WHAT TO DO → As the answer, set down the lines below from the one containing "Referring to the image above, could you locate the vegetated" through the one containing "Referring to the image above, could you locate the limestone", exactly and inclusively, and no others.

DATA SUPPLIED →

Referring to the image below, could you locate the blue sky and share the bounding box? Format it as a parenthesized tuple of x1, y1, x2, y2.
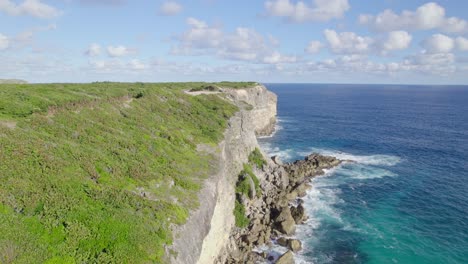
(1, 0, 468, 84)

==

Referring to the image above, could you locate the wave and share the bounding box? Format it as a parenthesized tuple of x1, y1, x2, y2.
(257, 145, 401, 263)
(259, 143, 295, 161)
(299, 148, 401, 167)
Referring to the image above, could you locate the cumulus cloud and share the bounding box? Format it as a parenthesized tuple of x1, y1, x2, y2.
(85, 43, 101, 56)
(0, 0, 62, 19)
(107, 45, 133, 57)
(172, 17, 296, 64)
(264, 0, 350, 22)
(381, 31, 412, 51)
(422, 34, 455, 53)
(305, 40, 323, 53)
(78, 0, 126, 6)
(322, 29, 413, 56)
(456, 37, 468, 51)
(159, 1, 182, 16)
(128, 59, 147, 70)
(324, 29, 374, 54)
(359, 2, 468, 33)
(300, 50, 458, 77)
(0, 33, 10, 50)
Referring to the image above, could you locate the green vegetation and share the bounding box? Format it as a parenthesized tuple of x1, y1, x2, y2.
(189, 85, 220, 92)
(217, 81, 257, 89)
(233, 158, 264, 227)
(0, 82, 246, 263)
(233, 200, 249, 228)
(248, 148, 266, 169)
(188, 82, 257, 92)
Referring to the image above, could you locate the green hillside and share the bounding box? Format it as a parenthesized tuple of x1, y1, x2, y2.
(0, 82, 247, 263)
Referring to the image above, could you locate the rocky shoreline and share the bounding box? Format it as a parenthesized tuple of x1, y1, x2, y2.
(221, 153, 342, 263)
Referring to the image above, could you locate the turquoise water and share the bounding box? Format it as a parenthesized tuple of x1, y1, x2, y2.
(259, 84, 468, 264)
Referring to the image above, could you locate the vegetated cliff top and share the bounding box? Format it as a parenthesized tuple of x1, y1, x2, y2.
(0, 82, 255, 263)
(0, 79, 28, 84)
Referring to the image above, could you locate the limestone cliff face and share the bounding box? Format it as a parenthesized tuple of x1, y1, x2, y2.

--

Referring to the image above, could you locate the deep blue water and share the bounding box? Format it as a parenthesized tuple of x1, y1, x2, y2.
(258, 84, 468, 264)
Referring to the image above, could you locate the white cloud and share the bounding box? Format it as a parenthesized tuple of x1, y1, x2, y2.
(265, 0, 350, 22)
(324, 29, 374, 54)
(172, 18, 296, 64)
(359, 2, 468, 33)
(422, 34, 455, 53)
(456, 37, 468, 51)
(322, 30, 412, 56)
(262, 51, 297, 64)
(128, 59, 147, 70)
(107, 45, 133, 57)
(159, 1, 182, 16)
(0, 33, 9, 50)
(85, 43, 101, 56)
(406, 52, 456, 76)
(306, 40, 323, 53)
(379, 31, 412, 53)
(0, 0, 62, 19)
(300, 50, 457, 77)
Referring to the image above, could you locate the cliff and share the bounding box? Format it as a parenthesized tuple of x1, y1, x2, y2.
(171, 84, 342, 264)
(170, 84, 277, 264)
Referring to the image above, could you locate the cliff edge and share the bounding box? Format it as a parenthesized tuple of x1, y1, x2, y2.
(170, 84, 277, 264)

RESPONSE TO THIS TASK →
Referring to the image above, could you locate the vegetated cliff top and share the bounding box? Format it as a parenthesized tuple of x1, y1, x2, y2.
(0, 82, 255, 263)
(0, 79, 28, 84)
Referring to the image above, could you locate the limestone cliff face and share the bounding box? Format it as a parenthesized tuple of x1, y1, x2, y2.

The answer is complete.